>> begin SOURCE RECORDS
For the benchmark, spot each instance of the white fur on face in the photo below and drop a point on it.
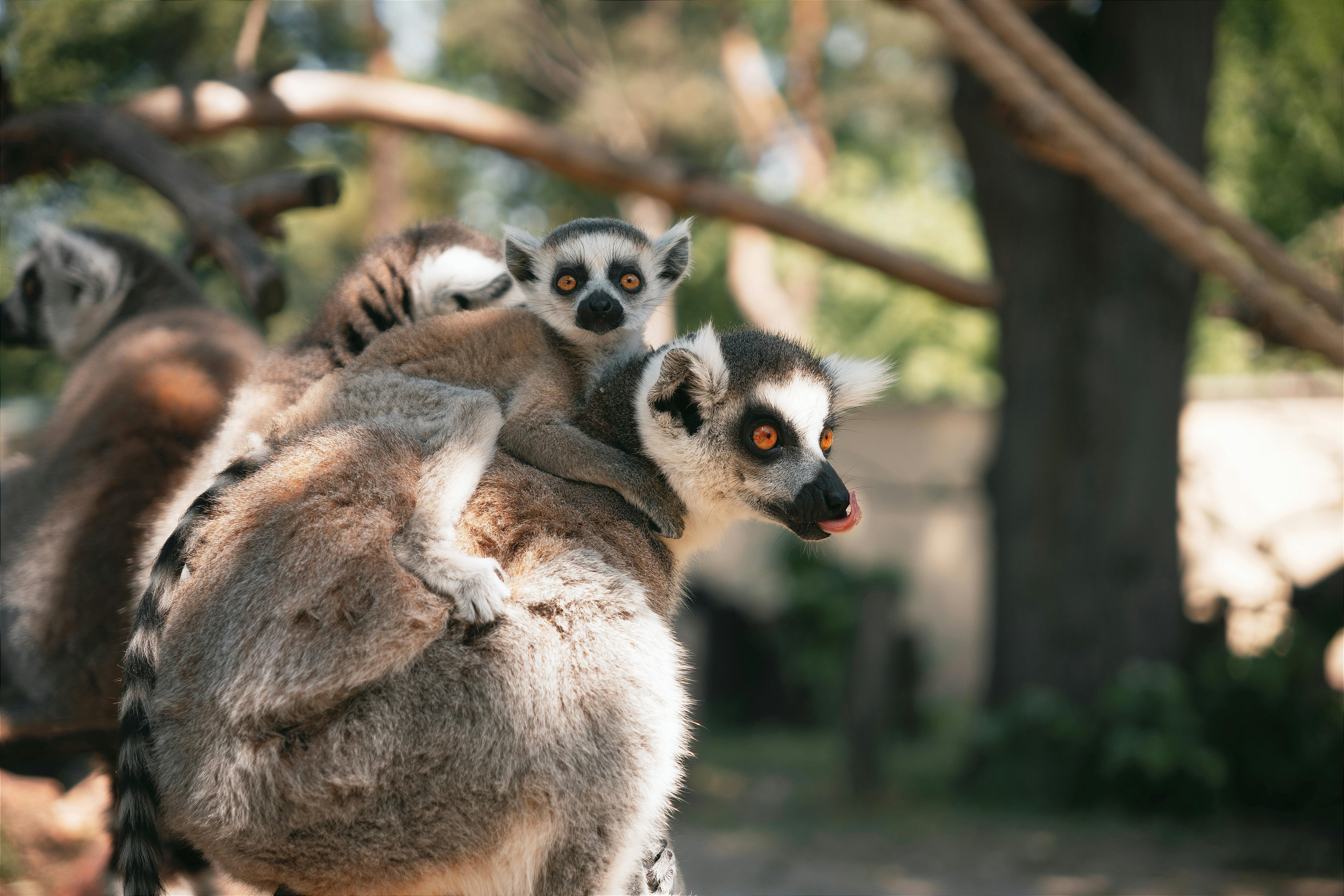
(454, 271)
(806, 404)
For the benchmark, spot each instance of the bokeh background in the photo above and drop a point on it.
(1216, 768)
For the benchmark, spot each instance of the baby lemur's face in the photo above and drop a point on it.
(597, 280)
(743, 425)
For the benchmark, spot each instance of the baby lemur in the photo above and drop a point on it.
(592, 284)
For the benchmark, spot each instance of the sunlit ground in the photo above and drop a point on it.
(768, 812)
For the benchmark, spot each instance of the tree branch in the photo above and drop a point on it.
(333, 97)
(263, 199)
(1111, 119)
(60, 139)
(1118, 178)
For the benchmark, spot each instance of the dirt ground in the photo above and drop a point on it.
(768, 813)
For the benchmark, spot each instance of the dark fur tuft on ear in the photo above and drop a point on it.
(674, 252)
(521, 250)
>> end SOURCE RECORDS
Reproduce all of the lines above, requests included, shifting every coordinate in the answers by adding -104 to each value. Omit the pictures from your output.

For the benchmark, spot each instance of the white fur on face in the photo below and drop a point on it.
(350, 167)
(702, 300)
For the benchmark, spot each instance of the bokeh background in the photo above and drop a point on it.
(1112, 664)
For the benchmark, spot each instance of the baby lemur's face in the photo above and drop a point on it.
(493, 176)
(639, 321)
For the benchmark, spot each instance of the baby lemur in the photo above and drop a point on it.
(488, 180)
For the benchmark, spot each instance of the sunlit ground in the photo above and drop a point on it.
(664, 708)
For the benchmark, spot each instance of the tree branch in the photo above and drop a point on it.
(229, -7)
(159, 95)
(1007, 15)
(-44, 35)
(1014, 74)
For the benchmark, spot each instance of the dirt ground in the photo above and drop a point on it.
(664, 709)
For the benchmark, spot each instance of the dark fur tuft on ear in the photo above and drop a point on it.
(570, 148)
(417, 146)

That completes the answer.